:: Short exercise ::
Transcribe the material exactly. Images do not belong in the copy.
##### Source data
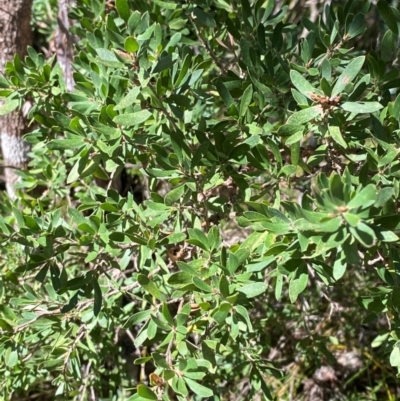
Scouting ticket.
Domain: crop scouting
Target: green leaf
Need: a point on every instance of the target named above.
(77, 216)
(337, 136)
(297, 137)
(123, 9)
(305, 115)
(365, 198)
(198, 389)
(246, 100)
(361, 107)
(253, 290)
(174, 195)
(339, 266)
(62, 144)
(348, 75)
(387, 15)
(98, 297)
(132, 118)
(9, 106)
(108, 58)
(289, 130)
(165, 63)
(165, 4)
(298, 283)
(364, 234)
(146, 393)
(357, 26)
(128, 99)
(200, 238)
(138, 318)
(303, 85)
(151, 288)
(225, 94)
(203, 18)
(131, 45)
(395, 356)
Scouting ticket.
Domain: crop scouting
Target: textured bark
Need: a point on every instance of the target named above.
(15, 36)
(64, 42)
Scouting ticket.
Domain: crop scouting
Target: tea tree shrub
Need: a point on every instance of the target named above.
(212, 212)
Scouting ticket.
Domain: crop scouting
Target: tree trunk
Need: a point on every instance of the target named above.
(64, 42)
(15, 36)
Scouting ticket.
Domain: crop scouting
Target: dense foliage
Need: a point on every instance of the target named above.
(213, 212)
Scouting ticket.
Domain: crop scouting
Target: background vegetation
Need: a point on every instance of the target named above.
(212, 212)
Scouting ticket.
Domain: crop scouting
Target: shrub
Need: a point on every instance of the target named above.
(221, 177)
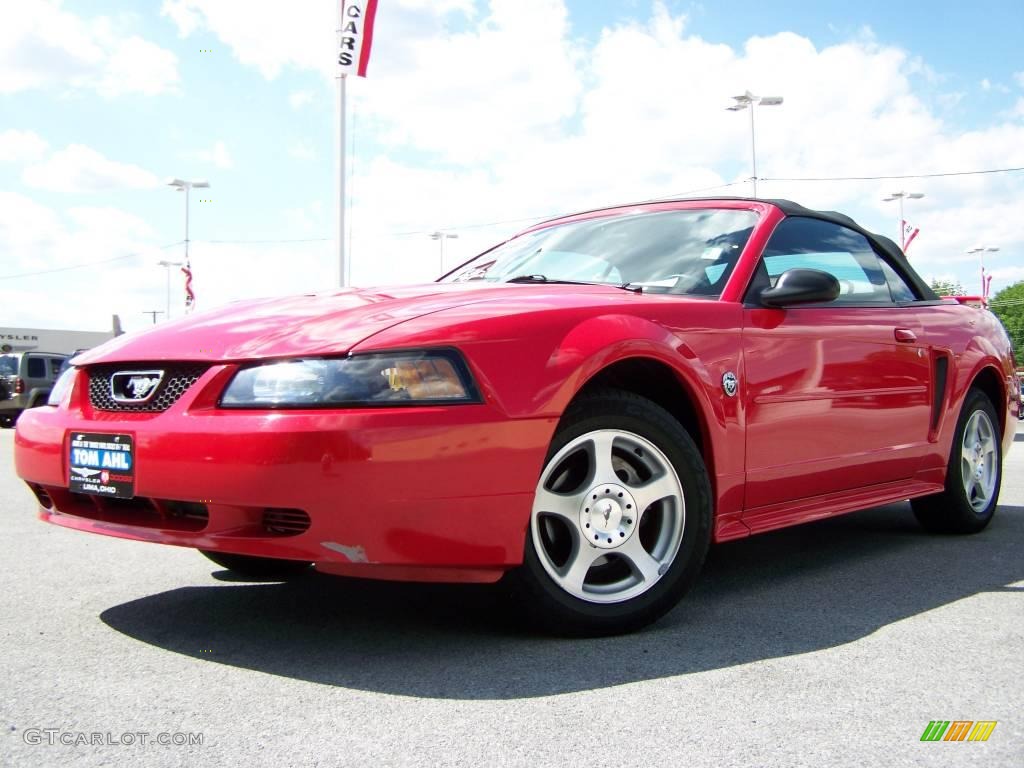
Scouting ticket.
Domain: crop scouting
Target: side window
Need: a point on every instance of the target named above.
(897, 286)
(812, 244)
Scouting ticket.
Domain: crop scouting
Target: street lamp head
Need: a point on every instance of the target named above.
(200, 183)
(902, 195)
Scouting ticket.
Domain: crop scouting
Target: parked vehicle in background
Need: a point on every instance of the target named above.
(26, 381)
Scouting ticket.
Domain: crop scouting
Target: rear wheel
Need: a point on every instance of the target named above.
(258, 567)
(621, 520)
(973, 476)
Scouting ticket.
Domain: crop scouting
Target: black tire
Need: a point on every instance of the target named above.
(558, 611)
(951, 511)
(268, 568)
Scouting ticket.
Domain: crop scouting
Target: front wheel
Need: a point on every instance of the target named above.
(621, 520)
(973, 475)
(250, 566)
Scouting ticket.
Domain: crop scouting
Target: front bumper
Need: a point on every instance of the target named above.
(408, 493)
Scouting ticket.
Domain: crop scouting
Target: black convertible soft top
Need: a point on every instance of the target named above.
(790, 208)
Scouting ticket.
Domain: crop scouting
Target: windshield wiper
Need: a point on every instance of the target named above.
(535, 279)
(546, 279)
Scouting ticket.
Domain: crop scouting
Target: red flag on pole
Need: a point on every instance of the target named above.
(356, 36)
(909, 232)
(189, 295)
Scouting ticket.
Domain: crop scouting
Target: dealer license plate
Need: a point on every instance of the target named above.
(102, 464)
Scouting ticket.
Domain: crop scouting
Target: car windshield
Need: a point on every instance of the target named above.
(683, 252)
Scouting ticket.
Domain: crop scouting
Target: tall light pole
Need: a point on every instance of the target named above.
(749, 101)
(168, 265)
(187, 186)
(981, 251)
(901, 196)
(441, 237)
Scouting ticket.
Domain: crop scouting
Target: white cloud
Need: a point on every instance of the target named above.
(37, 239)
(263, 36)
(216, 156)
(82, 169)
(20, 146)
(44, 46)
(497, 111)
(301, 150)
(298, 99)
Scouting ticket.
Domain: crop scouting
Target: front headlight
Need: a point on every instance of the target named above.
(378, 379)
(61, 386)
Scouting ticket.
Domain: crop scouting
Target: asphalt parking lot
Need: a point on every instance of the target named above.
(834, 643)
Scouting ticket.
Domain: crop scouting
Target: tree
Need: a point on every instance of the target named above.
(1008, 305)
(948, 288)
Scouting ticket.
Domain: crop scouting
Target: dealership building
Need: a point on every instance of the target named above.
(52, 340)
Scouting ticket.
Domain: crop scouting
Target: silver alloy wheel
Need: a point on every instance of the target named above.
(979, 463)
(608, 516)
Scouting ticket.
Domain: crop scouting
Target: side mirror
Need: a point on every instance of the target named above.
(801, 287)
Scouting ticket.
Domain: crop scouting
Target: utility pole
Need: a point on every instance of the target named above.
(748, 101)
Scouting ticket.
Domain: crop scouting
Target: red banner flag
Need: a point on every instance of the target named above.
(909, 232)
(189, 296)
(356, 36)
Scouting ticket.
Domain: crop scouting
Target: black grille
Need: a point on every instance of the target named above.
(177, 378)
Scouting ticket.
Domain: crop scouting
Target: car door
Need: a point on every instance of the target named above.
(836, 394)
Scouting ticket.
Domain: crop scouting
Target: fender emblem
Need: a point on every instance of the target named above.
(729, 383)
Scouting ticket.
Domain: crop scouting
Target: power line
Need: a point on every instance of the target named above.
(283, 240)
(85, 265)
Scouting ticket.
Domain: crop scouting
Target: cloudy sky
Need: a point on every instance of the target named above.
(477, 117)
##########
:: Correct response ::
Scouting ticket.
Domain: crop scouting
Target: green leaf
Need: a point on every instance of the target named above.
(77, 216)
(337, 136)
(297, 137)
(123, 9)
(305, 115)
(365, 198)
(198, 389)
(246, 100)
(361, 107)
(253, 290)
(174, 195)
(339, 266)
(62, 144)
(348, 75)
(387, 15)
(98, 297)
(132, 118)
(9, 106)
(108, 58)
(289, 130)
(165, 63)
(165, 4)
(298, 283)
(364, 234)
(146, 393)
(357, 26)
(128, 99)
(200, 238)
(138, 318)
(303, 85)
(151, 288)
(225, 94)
(203, 18)
(131, 45)
(395, 356)
Scouting ticket.
Domain: crop scouting
Target: textured bark
Need: a point on every instance of the target named above.
(15, 36)
(64, 42)
Scouting ticket.
Domain: crop scouting
Target: tea tree shrub
Need: a point on every instance of the target named above.
(212, 212)
Scouting ticket.
Domain: crop scouting
Target: tree trunk
Need: a point on every instance of the target named above.
(64, 42)
(15, 36)
Scouting ticket.
Domain: crop scouting
Target: dense foliage
Need: a point on every instance of the target named above.
(213, 212)
Scouting ticket.
Domain: crop scouting
Target: background vegetation
Need: a point on every instance of the target named above.
(212, 212)
Scouting ticket.
Domain: crop scouting
Target: shrub
Need: a point on every instance of the target named above.
(221, 177)
Scouting ticket.
Domain: crop scouting
Target: side window
Need: a point on every instance of the target named above.
(897, 286)
(812, 244)
Scouting ticket.
Domain: crop scouting
Target: street lamp head
Need: a point on every instance of the target named above.
(200, 183)
(902, 195)
Scouting ticket.
Domain: crop scouting
Target: parked vehicle in background
Need: a point on every instance of the target named above.
(26, 381)
Scouting ticket.
Domain: crop scouting
Target: rear wheel
Need: a point on every instance of the target named above.
(258, 567)
(621, 520)
(973, 476)
Scouting ticket.
Domain: crop scouting
Target: black tire
Need: a point on every instance of the target named above.
(558, 611)
(951, 511)
(268, 568)
Scouting ticket.
Domain: crop scouting
Target: front wheel
Need: a point on every instance of the target named above.
(621, 520)
(973, 475)
(250, 566)
Scouting ticket.
Domain: crop scouting
Target: front bumper
Need: a point on every instance of the target named above.
(408, 493)
Scouting ticket.
Domain: crop scouting
Target: black convertible soft top
Need: a point on every instance of the target named above.
(790, 208)
Scouting ticket.
Domain: crop scouting
Target: windshield wiper
Need: a point on every instance of the target named above.
(535, 279)
(546, 279)
Scouting ticket.
Domain: crop scouting
Target: red flag on pole
Need: a point on every instance of the target named above.
(356, 36)
(909, 232)
(189, 295)
Scouting ticket.
Domain: crop scouting
Target: dealer license plate
Need: a point on every instance of the target named above.
(102, 464)
Scouting ticket.
Domain: crop scouting
Target: car windshield
Need: a point on every instance of the target named above.
(683, 252)
Scouting ticket.
Domain: crop scouting
Target: tall light pole
Need: a point on every instance of the target named above.
(749, 101)
(168, 265)
(187, 186)
(981, 251)
(901, 196)
(441, 237)
Scouting ticket.
Domain: crop scouting
Target: white cloud
Need: a point on every instance of the target named above.
(37, 239)
(263, 36)
(216, 156)
(82, 169)
(20, 146)
(44, 46)
(497, 111)
(301, 150)
(298, 99)
Scouting ticket.
Domain: crop scouting
Target: front headlight
Need: a point on every instance of the target named above.
(378, 379)
(61, 386)
Scouting ticket.
Domain: crop scouting
Target: asphalt parking lot
Need: a point on every instance of the target named above.
(834, 643)
Scouting ticket.
Domain: crop scouting
Target: tree
Need: a point on every instance of the target named above.
(1008, 305)
(948, 288)
Scouting ticket.
Domain: crop scouting
Target: dealership building
Need: a point on every instance of the target named above.
(52, 340)
Scouting ticket.
Domain: crop scouting
Target: silver alloy wheel
Need: a point on every instance of the target named above.
(979, 463)
(608, 516)
Scouting ticket.
Domain: crop scouting
Target: side mirror
Need: a point on every instance of the target named above.
(801, 287)
Scouting ticket.
Domain: crop scouting
Target: utility pole
Need: a point on every instance of the target named above.
(748, 101)
Scouting ticket.
Domain: crop scouting
Target: red banner flag
Need: a point on every instance of the target named above.
(909, 232)
(189, 296)
(356, 36)
Scouting ticket.
Domain: crop scouting
Target: black grille
Need: a point on every instance of the target named above.
(177, 378)
Scouting ticket.
Domain: crop scouting
Target: car door
Need: a point on every instance of the target named above.
(836, 394)
Scouting ticket.
Domain: crop scouting
Target: fender emblem
Need: a point on every instance of the target named above.
(729, 383)
Scouting ticket.
Domain: crop scouting
Target: power line
Need: a point on every instance of the target named above.
(283, 240)
(85, 265)
Scouting ticket.
Domain: crop scouting
Target: cloudy sky
Need: a point on every instance of the target named above.
(477, 117)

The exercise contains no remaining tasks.